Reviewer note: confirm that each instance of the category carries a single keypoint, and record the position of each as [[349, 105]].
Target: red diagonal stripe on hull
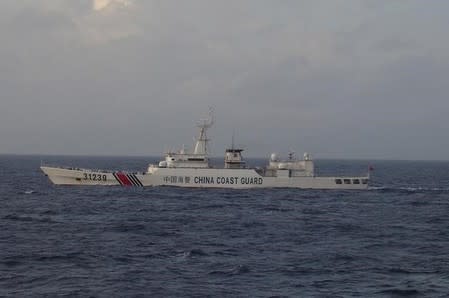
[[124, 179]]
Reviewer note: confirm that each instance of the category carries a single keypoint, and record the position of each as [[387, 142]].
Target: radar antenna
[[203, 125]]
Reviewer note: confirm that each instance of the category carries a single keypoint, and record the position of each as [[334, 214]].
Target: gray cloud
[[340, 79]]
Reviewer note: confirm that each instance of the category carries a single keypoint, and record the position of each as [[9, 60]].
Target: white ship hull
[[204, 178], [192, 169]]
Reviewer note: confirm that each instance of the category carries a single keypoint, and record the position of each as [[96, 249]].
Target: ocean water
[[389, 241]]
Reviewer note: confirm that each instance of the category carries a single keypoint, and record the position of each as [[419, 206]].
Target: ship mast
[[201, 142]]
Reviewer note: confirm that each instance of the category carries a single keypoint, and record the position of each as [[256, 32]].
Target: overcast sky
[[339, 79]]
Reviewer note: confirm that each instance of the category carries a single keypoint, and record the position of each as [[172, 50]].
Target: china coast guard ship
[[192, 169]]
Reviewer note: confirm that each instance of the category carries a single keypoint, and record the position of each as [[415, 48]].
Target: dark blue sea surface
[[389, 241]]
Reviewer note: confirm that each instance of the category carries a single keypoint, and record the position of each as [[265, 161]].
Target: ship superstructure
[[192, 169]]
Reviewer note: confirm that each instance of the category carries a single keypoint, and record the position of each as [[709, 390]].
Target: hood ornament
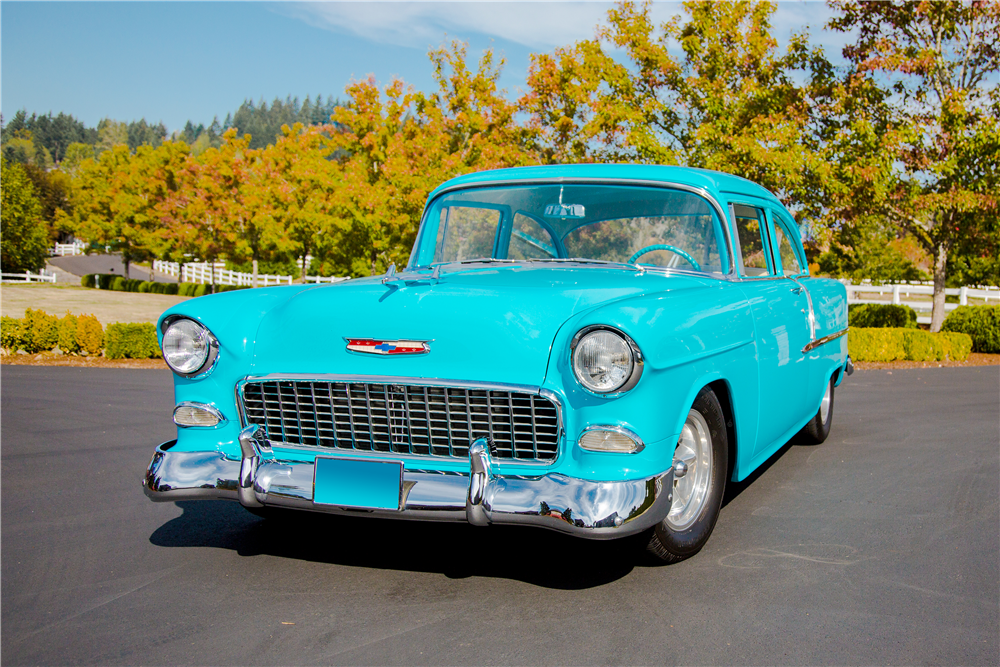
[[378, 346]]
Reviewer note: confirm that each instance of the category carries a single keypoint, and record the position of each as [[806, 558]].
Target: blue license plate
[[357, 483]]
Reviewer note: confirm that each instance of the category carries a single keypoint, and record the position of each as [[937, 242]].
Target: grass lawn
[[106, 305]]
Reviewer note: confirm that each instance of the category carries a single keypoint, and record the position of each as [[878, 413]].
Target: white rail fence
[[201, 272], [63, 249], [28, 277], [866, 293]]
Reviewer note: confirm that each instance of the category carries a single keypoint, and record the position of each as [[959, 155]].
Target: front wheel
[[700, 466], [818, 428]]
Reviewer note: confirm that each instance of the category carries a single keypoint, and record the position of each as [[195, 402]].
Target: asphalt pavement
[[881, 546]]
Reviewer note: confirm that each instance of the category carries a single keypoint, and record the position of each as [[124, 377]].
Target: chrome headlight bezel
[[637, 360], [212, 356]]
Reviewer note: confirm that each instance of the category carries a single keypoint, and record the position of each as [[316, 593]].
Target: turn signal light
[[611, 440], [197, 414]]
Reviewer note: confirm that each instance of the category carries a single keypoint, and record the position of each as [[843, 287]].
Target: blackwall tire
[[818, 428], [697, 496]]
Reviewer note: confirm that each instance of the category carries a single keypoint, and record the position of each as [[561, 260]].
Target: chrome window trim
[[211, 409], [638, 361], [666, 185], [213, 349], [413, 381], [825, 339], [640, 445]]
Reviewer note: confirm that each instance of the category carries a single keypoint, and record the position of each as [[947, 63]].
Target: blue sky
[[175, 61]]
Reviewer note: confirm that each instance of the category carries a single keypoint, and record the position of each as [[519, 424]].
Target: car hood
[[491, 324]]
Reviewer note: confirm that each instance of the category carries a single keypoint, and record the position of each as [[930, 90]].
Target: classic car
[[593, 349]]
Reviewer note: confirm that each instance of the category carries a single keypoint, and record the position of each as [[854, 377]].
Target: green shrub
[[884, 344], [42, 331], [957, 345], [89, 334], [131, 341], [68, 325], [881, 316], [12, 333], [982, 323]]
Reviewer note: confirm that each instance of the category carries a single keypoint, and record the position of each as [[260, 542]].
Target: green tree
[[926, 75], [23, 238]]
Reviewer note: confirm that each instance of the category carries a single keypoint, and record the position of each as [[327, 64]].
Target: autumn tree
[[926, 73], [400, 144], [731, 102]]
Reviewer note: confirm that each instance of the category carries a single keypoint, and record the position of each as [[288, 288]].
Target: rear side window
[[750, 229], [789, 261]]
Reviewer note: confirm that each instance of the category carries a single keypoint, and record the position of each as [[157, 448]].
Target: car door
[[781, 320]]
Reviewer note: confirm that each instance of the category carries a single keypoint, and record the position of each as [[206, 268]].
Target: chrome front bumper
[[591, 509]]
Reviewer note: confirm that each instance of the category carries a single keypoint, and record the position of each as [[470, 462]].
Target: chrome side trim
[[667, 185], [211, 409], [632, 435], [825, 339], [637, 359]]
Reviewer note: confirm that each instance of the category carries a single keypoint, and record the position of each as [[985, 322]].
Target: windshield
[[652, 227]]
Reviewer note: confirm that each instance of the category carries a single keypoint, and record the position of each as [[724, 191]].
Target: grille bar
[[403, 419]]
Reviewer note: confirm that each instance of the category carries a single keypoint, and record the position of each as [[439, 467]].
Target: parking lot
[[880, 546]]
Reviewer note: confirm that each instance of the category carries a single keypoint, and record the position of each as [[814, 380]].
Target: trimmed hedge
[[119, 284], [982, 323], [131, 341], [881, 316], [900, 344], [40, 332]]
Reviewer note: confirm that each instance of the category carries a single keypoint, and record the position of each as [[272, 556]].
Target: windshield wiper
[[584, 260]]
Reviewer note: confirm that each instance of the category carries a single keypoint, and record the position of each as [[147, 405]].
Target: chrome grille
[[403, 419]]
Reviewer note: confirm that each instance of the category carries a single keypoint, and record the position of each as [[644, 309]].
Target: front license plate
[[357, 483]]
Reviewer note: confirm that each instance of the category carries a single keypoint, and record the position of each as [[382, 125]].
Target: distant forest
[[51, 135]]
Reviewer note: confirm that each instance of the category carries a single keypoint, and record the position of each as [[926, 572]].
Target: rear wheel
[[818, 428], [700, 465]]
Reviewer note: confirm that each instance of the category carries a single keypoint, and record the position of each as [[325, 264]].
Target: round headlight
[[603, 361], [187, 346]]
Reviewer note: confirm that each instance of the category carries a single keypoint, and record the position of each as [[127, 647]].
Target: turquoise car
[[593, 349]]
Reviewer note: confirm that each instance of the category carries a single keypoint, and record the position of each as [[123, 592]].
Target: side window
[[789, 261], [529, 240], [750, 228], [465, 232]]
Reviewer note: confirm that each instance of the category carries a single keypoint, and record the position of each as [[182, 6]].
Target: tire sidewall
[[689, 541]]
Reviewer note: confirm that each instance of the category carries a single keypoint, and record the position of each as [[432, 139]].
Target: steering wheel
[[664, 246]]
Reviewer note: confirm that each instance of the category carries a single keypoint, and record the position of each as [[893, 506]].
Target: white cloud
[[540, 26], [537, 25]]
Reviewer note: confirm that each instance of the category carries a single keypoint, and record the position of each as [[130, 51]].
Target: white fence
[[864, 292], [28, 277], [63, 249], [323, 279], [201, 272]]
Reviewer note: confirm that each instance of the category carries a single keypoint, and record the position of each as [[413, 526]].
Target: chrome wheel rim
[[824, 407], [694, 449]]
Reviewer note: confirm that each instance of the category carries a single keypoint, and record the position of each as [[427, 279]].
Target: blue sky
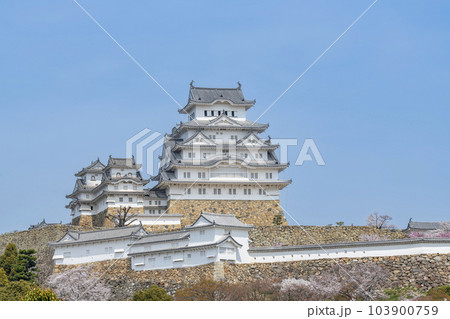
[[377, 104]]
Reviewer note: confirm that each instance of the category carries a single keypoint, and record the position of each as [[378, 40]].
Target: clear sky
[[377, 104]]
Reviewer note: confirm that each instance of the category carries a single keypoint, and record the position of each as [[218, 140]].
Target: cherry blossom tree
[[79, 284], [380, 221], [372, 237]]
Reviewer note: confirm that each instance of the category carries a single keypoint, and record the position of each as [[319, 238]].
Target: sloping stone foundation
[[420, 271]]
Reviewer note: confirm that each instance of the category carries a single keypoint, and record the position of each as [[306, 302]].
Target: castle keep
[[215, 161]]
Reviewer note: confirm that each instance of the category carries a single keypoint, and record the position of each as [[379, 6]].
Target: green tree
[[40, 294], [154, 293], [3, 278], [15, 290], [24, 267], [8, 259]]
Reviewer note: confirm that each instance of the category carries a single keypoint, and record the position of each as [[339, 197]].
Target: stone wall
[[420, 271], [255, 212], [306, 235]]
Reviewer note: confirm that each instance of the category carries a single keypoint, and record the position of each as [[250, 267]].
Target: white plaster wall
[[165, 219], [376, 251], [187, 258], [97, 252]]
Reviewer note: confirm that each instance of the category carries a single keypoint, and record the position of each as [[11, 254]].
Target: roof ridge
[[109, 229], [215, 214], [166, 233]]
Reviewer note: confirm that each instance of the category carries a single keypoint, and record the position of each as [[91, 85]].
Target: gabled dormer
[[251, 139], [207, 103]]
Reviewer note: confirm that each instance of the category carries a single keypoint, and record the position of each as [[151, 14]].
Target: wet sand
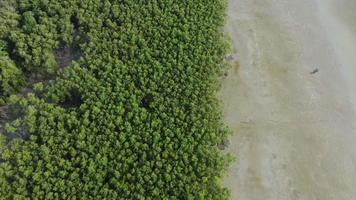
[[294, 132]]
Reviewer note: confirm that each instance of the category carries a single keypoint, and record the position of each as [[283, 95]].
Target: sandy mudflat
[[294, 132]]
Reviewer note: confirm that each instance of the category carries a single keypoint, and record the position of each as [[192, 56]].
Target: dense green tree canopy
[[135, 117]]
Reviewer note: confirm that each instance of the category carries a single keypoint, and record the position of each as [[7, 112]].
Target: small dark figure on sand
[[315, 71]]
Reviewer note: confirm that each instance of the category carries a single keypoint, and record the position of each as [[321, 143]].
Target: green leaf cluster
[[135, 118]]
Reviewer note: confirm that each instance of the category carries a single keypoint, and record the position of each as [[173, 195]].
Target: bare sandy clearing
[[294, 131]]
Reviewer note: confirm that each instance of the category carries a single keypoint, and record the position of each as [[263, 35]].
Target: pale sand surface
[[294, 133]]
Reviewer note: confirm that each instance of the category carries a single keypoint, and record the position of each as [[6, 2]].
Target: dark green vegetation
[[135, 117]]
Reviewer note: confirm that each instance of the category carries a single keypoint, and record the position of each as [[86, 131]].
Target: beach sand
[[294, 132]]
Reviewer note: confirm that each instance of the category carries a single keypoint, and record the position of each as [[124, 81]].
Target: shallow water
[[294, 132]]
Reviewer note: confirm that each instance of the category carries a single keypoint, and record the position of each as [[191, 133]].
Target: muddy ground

WRITTEN REQUEST —
Give everything in the records from the line containing "as [[96, 249]]." down to the line containing "[[201, 142]]", both included, as a Markdown table with columns "Row" and "Line". Number each line in order and skip blank lines.

RESPONSE —
| Row | Line |
|---|---|
| 1 | Reviewer note: confirm that each instance of the category carries a single keypoint, and record the position of each as [[96, 249]]. |
| 2 | Target: ocean water |
| 3 | [[389, 241]] |
| 4 | Reviewer note: confirm that each instance of the category carries a single keypoint, and record the position of each as [[419, 206]]. |
| 5 | Target: ship mast |
| 6 | [[201, 142]] |